▶ _JOB ITEM_
Lay out the lines from the beginning through the one containing "box: [504, 158, 562, 272]" as a Markdown table with the columns Index and Content. Number each row, omit blank lines, and leave out the pictures.
══ RECORDS FOR THIS TASK
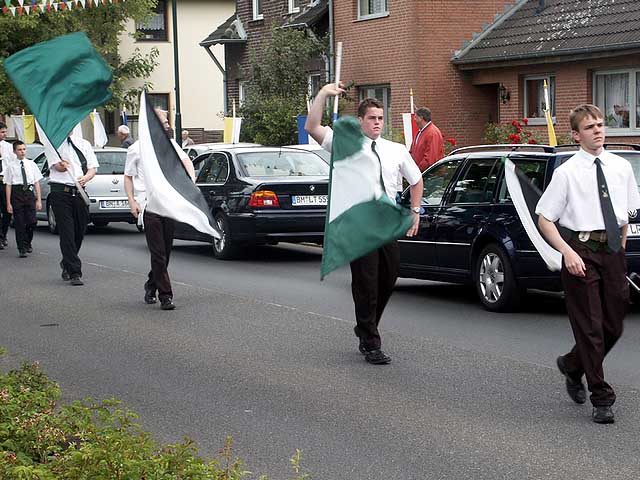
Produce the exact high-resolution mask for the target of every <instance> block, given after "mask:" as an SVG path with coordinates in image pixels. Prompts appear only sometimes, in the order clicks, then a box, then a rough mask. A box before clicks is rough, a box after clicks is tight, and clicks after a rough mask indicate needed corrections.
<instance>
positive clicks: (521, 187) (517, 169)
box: [504, 158, 562, 272]
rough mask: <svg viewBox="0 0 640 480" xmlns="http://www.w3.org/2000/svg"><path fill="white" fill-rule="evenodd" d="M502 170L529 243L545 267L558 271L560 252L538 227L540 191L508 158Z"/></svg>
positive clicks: (509, 191)
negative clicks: (538, 208)
mask: <svg viewBox="0 0 640 480" xmlns="http://www.w3.org/2000/svg"><path fill="white" fill-rule="evenodd" d="M504 171H505V178H506V180H507V188H508V189H509V195H511V200H512V201H513V205H514V206H515V207H516V211H517V212H518V216H519V217H520V221H521V222H522V225H523V226H524V229H525V231H526V232H527V235H528V236H529V239H530V240H531V243H533V246H534V247H536V250H538V253H539V254H540V256H541V257H542V259H543V260H544V262H545V263H546V264H547V268H548V269H549V270H551V271H554V272H555V271H559V270H560V268H562V254H561V253H560V252H559V251H557V250H556V249H555V248H553V247H552V246H551V245H549V244H548V243H547V241H546V240H545V239H544V237H543V236H542V234H541V233H540V230H539V229H538V215H536V205H537V204H538V200H540V197H541V196H542V191H541V190H540V189H539V188H538V187H536V186H535V185H533V184H532V183H531V180H529V178H528V177H527V176H526V175H525V174H524V173H523V172H522V170H520V169H519V168H518V167H517V166H516V165H515V164H514V163H513V162H512V161H511V160H509V159H508V158H505V163H504Z"/></svg>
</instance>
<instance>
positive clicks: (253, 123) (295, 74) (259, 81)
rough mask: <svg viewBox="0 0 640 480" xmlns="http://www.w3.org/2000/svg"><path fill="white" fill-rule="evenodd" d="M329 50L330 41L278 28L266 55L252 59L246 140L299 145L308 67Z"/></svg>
mask: <svg viewBox="0 0 640 480" xmlns="http://www.w3.org/2000/svg"><path fill="white" fill-rule="evenodd" d="M326 50H327V42H326V40H324V39H323V40H318V39H317V38H314V37H312V36H311V35H309V34H308V33H307V32H305V31H302V30H295V29H281V28H276V27H274V28H273V29H272V31H271V37H270V38H269V39H268V41H267V42H266V44H265V45H264V46H263V52H264V55H262V56H261V57H260V58H257V57H256V56H255V55H254V56H253V58H252V59H251V72H249V74H248V75H247V77H248V81H247V84H246V98H245V103H244V104H243V105H242V107H241V109H240V115H241V116H242V117H243V118H244V120H243V125H242V140H243V141H252V142H256V143H261V144H263V145H290V144H295V143H298V141H297V123H296V122H297V121H296V117H297V116H298V115H301V114H304V113H306V111H307V98H308V74H307V70H306V68H305V67H306V65H307V63H308V62H309V61H310V60H312V59H313V58H316V57H318V56H319V55H324V54H325V52H326Z"/></svg>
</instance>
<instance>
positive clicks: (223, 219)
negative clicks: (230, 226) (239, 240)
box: [213, 213, 238, 260]
mask: <svg viewBox="0 0 640 480" xmlns="http://www.w3.org/2000/svg"><path fill="white" fill-rule="evenodd" d="M215 218H216V224H217V225H218V229H219V230H220V232H222V237H221V238H219V239H217V238H214V239H213V256H214V257H216V258H218V259H220V260H230V259H232V258H234V257H235V256H236V255H237V254H238V248H237V247H236V246H235V245H233V244H232V243H231V241H230V238H229V237H230V235H229V233H230V231H229V220H228V219H227V217H226V216H225V215H224V214H222V213H218V214H217V215H216V217H215Z"/></svg>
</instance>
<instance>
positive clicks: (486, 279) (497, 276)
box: [474, 244, 522, 312]
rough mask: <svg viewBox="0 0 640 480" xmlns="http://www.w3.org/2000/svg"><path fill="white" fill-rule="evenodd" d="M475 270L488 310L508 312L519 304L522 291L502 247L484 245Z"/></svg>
mask: <svg viewBox="0 0 640 480" xmlns="http://www.w3.org/2000/svg"><path fill="white" fill-rule="evenodd" d="M474 272H475V279H474V283H475V284H476V290H477V292H478V296H479V297H480V301H481V302H482V304H483V305H484V307H485V308H486V309H487V310H491V311H493V312H506V311H510V310H513V309H514V308H515V307H516V306H517V305H518V303H519V301H520V298H521V296H522V291H521V290H520V288H519V286H518V282H517V280H516V278H515V276H514V274H513V269H512V268H511V262H510V261H509V257H508V255H507V254H506V253H505V251H504V250H503V249H502V248H500V247H499V246H498V245H496V244H490V245H487V246H486V247H484V249H483V250H482V252H480V255H478V257H477V258H476V264H475V270H474Z"/></svg>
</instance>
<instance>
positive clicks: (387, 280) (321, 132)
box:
════
▶ _TASK SOLUTION_
| Index | Content |
|---|---|
| 1 | Produce the exact high-resolution mask for the target of every <instance> block, given after "mask:" as an SVG path with coordinates in image pixels. Prompts appear only sometimes, in the order clicks, then a box, then a rough mask. A box before clicks is rough, a box after clicks is tight, and clicks after a rough mask indicate needed corrections. |
| 2 | <instance> |
| 3 | positive clicks: (521, 187) (517, 169) |
| 4 | box: [504, 158, 562, 272] |